=== Begin Enclosure ===
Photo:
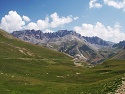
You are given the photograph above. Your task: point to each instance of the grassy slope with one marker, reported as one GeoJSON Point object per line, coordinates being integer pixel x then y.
{"type": "Point", "coordinates": [120, 55]}
{"type": "Point", "coordinates": [30, 69]}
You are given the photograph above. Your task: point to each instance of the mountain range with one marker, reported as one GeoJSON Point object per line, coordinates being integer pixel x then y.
{"type": "Point", "coordinates": [26, 68]}
{"type": "Point", "coordinates": [80, 47]}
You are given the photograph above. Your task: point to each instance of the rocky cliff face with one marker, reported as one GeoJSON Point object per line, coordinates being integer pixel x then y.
{"type": "Point", "coordinates": [70, 42]}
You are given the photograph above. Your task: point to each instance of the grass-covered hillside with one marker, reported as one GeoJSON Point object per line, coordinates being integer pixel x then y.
{"type": "Point", "coordinates": [31, 69]}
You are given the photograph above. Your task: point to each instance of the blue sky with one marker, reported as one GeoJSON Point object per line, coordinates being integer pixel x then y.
{"type": "Point", "coordinates": [102, 18]}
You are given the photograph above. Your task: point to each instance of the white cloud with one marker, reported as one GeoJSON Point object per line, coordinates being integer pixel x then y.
{"type": "Point", "coordinates": [105, 32]}
{"type": "Point", "coordinates": [26, 19]}
{"type": "Point", "coordinates": [48, 31]}
{"type": "Point", "coordinates": [94, 4]}
{"type": "Point", "coordinates": [43, 24]}
{"type": "Point", "coordinates": [116, 4]}
{"type": "Point", "coordinates": [32, 25]}
{"type": "Point", "coordinates": [76, 18]}
{"type": "Point", "coordinates": [57, 21]}
{"type": "Point", "coordinates": [12, 22]}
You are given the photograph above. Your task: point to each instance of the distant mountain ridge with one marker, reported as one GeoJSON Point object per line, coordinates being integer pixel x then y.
{"type": "Point", "coordinates": [70, 42]}
{"type": "Point", "coordinates": [121, 44]}
{"type": "Point", "coordinates": [38, 34]}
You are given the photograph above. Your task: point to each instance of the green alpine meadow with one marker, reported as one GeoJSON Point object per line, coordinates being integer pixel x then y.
{"type": "Point", "coordinates": [30, 69]}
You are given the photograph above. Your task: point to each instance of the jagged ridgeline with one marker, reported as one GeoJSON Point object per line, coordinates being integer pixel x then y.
{"type": "Point", "coordinates": [31, 69]}
{"type": "Point", "coordinates": [11, 47]}
{"type": "Point", "coordinates": [70, 42]}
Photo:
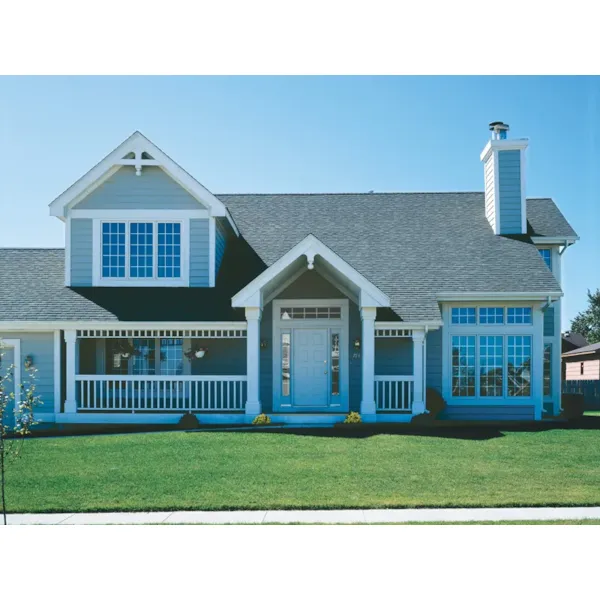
=== End Enclosure ===
▶ DESCRIPTION OF THE TASK:
Repeat exactly the lines from the one containing "of the jagged" to the last line of the records above, including both, and leave out any pictures.

▶ EXERCISE OUTPUT:
You are given the photograph above. Your task: point to each instance of the jagged ridgeline with one marker, reported as one GeoJSON Point object per line, coordinates being integer pixel x then y.
{"type": "Point", "coordinates": [31, 69]}
{"type": "Point", "coordinates": [11, 47]}
{"type": "Point", "coordinates": [70, 42]}
Photo:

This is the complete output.